In full and word for word, give the records again.

Records excerpted from a collection:
☆ ☆ ☆ ☆
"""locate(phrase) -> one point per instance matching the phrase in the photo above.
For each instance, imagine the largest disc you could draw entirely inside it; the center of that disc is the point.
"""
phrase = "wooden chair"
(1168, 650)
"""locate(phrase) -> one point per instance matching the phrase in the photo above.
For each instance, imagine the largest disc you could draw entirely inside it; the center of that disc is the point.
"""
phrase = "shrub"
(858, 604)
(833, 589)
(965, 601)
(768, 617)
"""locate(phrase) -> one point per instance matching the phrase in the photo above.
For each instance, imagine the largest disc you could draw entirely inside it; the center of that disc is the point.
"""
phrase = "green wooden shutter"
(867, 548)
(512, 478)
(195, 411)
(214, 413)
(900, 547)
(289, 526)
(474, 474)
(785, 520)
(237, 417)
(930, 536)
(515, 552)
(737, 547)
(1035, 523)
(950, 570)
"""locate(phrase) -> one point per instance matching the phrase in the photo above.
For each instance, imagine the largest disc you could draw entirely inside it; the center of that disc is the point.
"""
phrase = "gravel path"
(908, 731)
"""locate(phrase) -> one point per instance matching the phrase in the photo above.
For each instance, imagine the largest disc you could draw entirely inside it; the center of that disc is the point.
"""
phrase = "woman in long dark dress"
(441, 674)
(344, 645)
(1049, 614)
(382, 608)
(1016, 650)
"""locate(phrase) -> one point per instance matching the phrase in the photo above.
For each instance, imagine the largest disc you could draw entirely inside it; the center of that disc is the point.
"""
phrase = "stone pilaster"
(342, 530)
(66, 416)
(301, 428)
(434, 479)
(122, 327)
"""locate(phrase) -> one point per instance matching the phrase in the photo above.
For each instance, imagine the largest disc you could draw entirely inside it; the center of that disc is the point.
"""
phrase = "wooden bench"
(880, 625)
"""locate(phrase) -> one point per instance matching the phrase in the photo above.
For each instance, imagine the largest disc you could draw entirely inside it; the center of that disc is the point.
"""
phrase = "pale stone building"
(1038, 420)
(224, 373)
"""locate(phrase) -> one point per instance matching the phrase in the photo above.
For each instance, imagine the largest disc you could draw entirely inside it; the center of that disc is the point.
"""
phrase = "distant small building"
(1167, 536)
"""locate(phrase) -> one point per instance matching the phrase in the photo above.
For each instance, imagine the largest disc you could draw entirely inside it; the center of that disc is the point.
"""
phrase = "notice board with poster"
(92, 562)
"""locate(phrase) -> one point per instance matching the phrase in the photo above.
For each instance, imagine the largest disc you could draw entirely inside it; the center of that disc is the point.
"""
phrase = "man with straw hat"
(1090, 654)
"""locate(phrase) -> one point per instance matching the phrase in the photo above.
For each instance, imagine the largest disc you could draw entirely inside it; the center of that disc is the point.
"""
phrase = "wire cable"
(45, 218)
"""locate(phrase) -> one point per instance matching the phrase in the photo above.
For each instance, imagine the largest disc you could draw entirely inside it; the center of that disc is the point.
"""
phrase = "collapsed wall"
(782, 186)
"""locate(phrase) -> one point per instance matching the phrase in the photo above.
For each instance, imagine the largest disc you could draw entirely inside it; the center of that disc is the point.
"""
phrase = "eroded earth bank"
☆ ☆ ☆ ☆
Output for this exercise —
"""locate(phrase) -> one point per instance matching the phrase in the photo above.
For each instance, imagine the largest disc you could draw entirely inside it; the center of that disc is the point.
"""
phrase = "wooden chair"
(1168, 650)
"""locate(phrase) -> one point per instance matching the phrase in the photo above.
For each instance, imagine the largest disc you could draw entirely inside it; the center of that disc is the point.
"""
phrase = "shrub"
(858, 604)
(833, 589)
(965, 601)
(768, 617)
"""locate(phrase) -> one point per instance matching the phrase in the photo above.
For each instance, imagine the largest disc you could draw entirely inside it; the center of that disc is the point.
"""
phrase = "green wooden shutter"
(867, 548)
(512, 478)
(195, 411)
(214, 413)
(900, 547)
(289, 526)
(474, 474)
(785, 520)
(237, 417)
(930, 536)
(515, 552)
(737, 547)
(1035, 523)
(950, 570)
"""locate(phrase) -> one point per instance matching the phrase in the photo above.
For each instance, imagine the largest disc you could draw entirely inside it; the center of that disc is the point.
"""
phrase = "gravel path"
(908, 731)
"""locate(phrase) -> one point per instance matching the phrase in the photo above.
For each instance, imagine the largest disc you could draw entirely inside it; the center of that disc is the point.
"""
phrase = "woman in long dark dress"
(441, 674)
(344, 645)
(1049, 614)
(382, 608)
(1016, 650)
"""locate(phrase) -> one point per instance matching the phrase in the photo above.
For each instance, imagine the largest disc you could draw entirely inside it; the center of that disc is the point.
"""
phrase = "stone pilaster"
(342, 530)
(66, 416)
(301, 428)
(434, 479)
(122, 327)
"""locate(phrase) -> one point per instance matching the phrase in the photo above.
For each instance, imagine the largest disc you could draw entirely inside it; the center of that disc is the point.
"""
phrase = "wooden bench"
(880, 625)
"""locate(phrase) -> one point per instance matching the phrase in the photo above.
For each instance, imagine the largest disc you could draw entirely inside it; the center of that disc is the point.
"""
phrase = "pale stone building"
(1038, 420)
(224, 373)
"""locate(phrase) -> one point per instance matching the phrase in the photo above.
For each instance, imagine the largest disc you could draw entirely inside it; the center of that disc is the point.
"""
phrase = "distant small building"
(1167, 536)
"""locate(phrase) -> one point per instance matching the phrase in the photo above.
For each instance, imagine the largest disc you could draw entirely inside it; the center of that disc is the point.
"""
phrase = "notice board with poster"
(92, 562)
"""locate(phrase) -> one point per instance matching the phrase in the photo above.
For each instance, imagine the largest disc you could draw entirely inside it; the center of that disc is the point.
"""
phrase = "man with straw hat"
(1090, 654)
"""locate(phrase) -> one point per instance matching the phrase in the photo above.
For each instance, imagine the largest disc you could draw entirely inside it; the center of that disc is the point.
"""
phrase = "wire cable"
(45, 218)
"""locate(phrase) -> one point per instance matching the phrase in the photo above.
For each instance, imagine the largest disc you could draw entirely inside it; the center of that disc is the point.
"""
phrase = "collapsed wall"
(782, 186)
"""locate(phrase) -> one point per instance matching the phrase in the photo above.
For each instance, imagine the largest disc you could draw entirely inside it; the center of that disc is the point.
"""
phrase = "eroded earth bank"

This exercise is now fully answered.